In your copy, include no images and return each entry exactly as written.

__Entries provided__.
================

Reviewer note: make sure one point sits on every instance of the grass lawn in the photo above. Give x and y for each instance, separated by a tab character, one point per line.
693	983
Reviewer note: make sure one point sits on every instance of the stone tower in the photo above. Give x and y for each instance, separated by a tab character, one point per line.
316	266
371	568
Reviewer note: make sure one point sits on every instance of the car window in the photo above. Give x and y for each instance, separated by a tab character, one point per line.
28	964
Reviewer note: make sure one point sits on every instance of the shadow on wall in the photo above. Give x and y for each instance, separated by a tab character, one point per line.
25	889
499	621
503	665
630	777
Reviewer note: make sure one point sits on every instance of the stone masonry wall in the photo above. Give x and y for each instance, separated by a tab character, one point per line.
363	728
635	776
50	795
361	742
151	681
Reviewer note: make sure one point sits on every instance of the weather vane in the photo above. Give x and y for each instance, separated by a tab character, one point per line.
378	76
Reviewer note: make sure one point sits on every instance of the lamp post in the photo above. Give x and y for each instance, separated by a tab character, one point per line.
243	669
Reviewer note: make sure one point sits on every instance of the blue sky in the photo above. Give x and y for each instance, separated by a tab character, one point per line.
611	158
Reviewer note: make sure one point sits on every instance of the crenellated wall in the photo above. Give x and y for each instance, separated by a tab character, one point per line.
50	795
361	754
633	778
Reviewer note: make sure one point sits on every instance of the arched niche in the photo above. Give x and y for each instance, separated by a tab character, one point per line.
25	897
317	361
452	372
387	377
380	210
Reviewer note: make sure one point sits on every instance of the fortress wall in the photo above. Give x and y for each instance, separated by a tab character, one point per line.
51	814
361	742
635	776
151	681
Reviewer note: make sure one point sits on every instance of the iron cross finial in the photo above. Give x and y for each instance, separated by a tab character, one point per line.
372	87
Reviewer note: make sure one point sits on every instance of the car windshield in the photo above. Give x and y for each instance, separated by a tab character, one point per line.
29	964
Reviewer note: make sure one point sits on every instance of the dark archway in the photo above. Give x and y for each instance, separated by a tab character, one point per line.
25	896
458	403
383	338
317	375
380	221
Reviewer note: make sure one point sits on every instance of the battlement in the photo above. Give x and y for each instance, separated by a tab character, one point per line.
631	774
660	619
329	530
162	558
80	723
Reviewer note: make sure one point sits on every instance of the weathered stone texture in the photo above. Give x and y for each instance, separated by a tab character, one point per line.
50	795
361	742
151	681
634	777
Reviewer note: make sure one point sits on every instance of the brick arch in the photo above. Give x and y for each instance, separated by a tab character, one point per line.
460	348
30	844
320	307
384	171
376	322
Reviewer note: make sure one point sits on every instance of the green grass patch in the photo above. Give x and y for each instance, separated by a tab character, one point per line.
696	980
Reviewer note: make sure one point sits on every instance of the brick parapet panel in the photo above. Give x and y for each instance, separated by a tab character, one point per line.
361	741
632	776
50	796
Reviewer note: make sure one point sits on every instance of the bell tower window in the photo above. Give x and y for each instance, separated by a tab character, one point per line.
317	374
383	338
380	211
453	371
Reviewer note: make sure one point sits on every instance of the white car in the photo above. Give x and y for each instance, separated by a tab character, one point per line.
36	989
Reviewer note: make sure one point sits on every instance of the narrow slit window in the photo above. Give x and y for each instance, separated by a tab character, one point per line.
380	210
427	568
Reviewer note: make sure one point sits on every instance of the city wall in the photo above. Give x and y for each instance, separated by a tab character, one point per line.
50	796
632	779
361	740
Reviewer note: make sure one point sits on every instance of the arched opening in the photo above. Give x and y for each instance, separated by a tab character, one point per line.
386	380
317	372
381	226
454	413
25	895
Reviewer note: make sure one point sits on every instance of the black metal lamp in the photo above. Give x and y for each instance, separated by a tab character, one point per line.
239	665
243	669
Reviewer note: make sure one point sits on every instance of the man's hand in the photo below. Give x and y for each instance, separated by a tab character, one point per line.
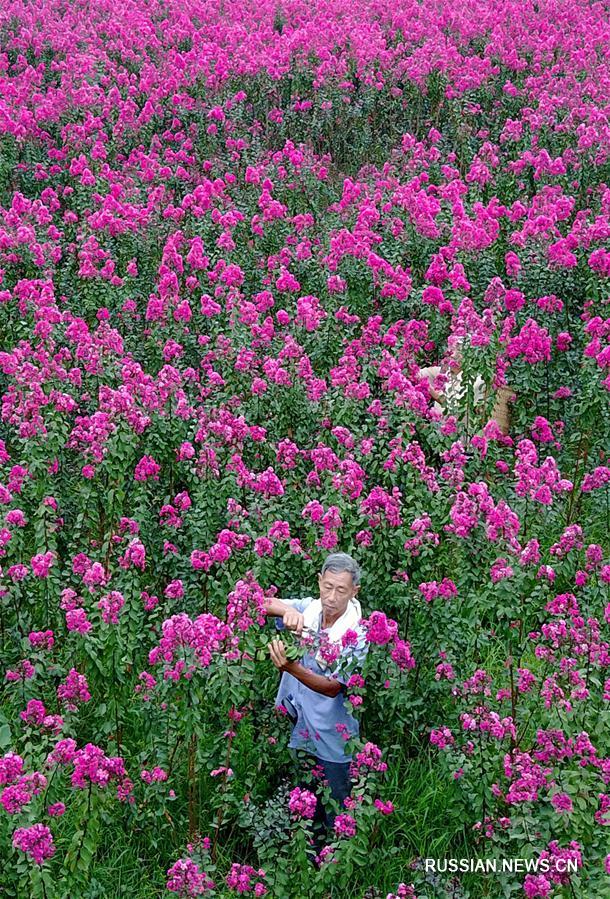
294	621
277	651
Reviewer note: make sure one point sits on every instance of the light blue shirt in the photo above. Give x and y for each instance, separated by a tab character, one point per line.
318	715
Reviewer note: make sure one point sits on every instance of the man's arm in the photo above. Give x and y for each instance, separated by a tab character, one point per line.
291	617
327	686
275	606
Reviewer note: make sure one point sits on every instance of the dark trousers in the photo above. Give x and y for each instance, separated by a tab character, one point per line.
338	778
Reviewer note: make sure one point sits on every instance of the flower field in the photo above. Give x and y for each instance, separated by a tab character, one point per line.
280	279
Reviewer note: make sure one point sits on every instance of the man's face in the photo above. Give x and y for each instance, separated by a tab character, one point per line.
336	590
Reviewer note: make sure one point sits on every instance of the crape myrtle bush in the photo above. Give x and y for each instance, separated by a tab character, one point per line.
231	234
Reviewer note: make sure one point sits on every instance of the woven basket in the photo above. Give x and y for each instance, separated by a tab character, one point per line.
501	409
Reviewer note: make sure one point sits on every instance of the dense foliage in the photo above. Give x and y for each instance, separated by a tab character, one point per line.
231	235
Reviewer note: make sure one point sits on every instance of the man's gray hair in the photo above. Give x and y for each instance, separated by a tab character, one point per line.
342	562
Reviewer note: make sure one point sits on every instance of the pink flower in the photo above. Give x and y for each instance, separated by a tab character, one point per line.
41	563
302	803
380	629
186	879
386	808
35	841
56	810
147	468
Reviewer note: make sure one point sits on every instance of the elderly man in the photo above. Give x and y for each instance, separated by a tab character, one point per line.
312	691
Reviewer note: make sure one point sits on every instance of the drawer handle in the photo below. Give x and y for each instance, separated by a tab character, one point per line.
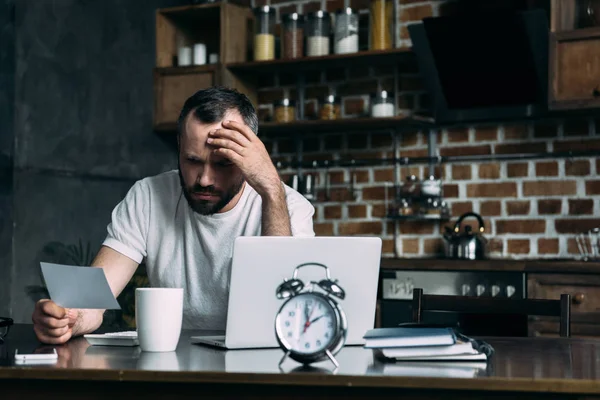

================

__Exercise output__.
Reviewer note: make sure one point sits on every instance of the grass lawn in the photo above. Give x and y for each instance, separated by a tab character, one point per line.
693	983
Reviewer note: make sure one point sits on every instance of the stone tower in the photo above. Give x and y for each instance, separated by a tab character, one point per line.
316	266
371	568
Reviewer note: make sure one point sits on every instance of the car window in the photo above. Give x and y for each instance, separated by a tab character, one point per line.
28	964
Reviewer note: make sure one point sits on every instance of the shadow on wall in the photo above. Give x and y for each instance, separated by a tab character, one point per line.
25	889
499	621
503	665
630	777
Reviewer note: make sure one point sits on every instance of the stone masonry wall in the photo above. Give x and y for each instance, separated by a tab character, one point per line.
363	728
635	776
50	795
361	742
151	681
Reviewer note: make sure one point sits on every instance of the weather vane in the photo above. Give x and y for each instance, separated by a tab character, one point per line.
378	76
Reviewer note: make sure one point sits on every instance of the lamp post in the photo above. Give x and y for each instance, separated by a tab character, one point per line.
243	669
Reviewer note: make sure one point sits on every instance of the blue sky in the photo above. Give x and y for each instance, separated by a tab character, one point per line.
611	158
Reviewer note: make sure one point sits on every instance of the crenellated wall in the photo above. Give x and y for each instance, separated by a tab character, one point per line.
50	795
361	754
633	778
Reviewer note: make sure one point sits on every instance of the arched niche in the photo above. Give x and y for each instance, separated by a tab character, one point per line.
25	897
317	361
452	372
387	377
380	210
Reviewer note: make sure one point sits on every instance of the fortress wall in the photo above. Give x and y for each instance, separated by a tab character, one point per line.
51	814
361	742
635	776
151	681
Reviewer note: make sure one point sits on every instance of the iron cross finial in the photo above. Give x and y for each instance, separated by a tab character, one point per line.
372	87
Reviewer note: make sure one point sits on every instance of the car windshield in the photo above. Give x and y for each instance, separated by a tab character, one point per line.
29	964
Reviewer note: make sure one point sits on every instance of the dark archway in the photo above. Give x and y for each instance, separated by a tab character, one point per line.
25	896
458	403
383	338
317	375
380	221
Reviewer note: make sure one point sits on every instance of the battlement in the photo above. Give x and y for each instance, separated by a tab character, one point per line.
631	774
660	619
329	530
162	558
80	723
Reviewer note: make sure one point sits on every instance of the weathered stone texture in the photo above. Give x and y for each instance, separated by a tab character, one point per line.
50	795
361	742
151	681
634	777
Reviewer note: make sure one point sits on every instance of the brick arch in the photo above. Give x and y for each instance, separated by a tab character, one point per line.
460	348
30	844
320	307
384	171
376	322
Reviewer note: make sure one point sits on every instance of the green grass patch in the photo above. Give x and y for each instance, separated by a tab character, one point per line.
696	980
Reviewer note: make sure one point sits on every instance of the brick parapet panel in the photo above. Give x and y for each instance, separated by a tab character, one point per line.
361	741
632	776
50	796
Reviewer note: make sure one point sits on every instance of the bell tower window in the photo above. Give x and y for each instance, separated by a tab character, one point per line.
317	374
383	338
380	211
453	371
Reviewer note: make sure one point sits on every instance of the white car in the photo above. Give x and y for each instance, separated by a tab character, one point per line.
36	989
Reviewer note: make sure one point sits on every instance of the narrow slit window in the photo above. Give x and y for each instance, separated by a tab character, one point per line.
380	210
427	568
Reviewer note: make sure one point sits on every instance of the city wall in the photo above. Give x and y for each instance, separated by a tab character, one point per line.
50	796
632	779
361	740
Reviewer note: make sure one point sits on every instance of the arched opening in the photo above. Give x and y for each instance, separated by a tab character, one point per line.
386	380
317	372
381	226
454	413
25	895
Reviewer note: make sure one point sits on every instance of the black metal lamp in the photo above. Give x and y for each instance, separated by a tab character, one point per line.
239	665
243	669
Reviewer note: make sure one point sits on every instance of the man's hand in the photo below. Give x and y for each instance, separated by a tab character, one point per line.
294	621
277	651
Reviewer note: make sure one point sits on every instance of the light blue shirt in the photo above. Give x and y for each instance, separated by a tab character, one point per line.
318	715
Reviewer note: make sure one point sits on every instance of the man's arm in the photo above. Give x and y for each instance, separated by a tab character, one point per line.
291	617
327	686
275	606
Reviewer note: make sure one point sits on every instance of the dark trousers in the photo above. Give x and y for each instance, separated by a tab character, one point per line.
338	778
Reviewer note: make sure one point sits on every instance of the flower field in the photo above. Give x and y for each instance, separated by a tab character, one point per line.
280	279
Reviewer note: make sure one point sits on every instance of the man's face in the photo above. Give x and y for each instance, separated by a tab character, one point per line.
336	590
Reviewer note: make sure one point sits on every instance of the crape myrtle bush in the photo above. Give x and y for each instance, separated by a tab character, one point per line.
231	234
Reviewer note: make sure one point sits on every instance of the woven basket in the photo above. Give x and y for each instance, separated by a tab character, one point per line.
501	409
Reviewer note: make sure one point sits on every instance of the dense foliage in the photo above. Give x and y for each instance, separated by a tab character, one point per line.
231	235
Reviewer note: make sure one point sits on every instance of the man's gray hair in the photo above. Give x and y for each instance, separated by a tab character, one point per line.
342	562
Reviewer note: make sure one point sits on every instance of the pink flower in the photo above. Give x and y for each instance, separated by a tab character, one point per line.
41	563
302	803
380	629
186	879
386	808
35	841
56	810
147	468
Reviewer note: make sure one point sits on every instance of the elderly man in the photo above. Give x and y for each instance, separated by a tab character, one point per line.
312	691
Reviewer note: make sure one point sits on every instance of the drawer handle in the photo below. Give x and y for each instance, separated by a tab character, one point per line.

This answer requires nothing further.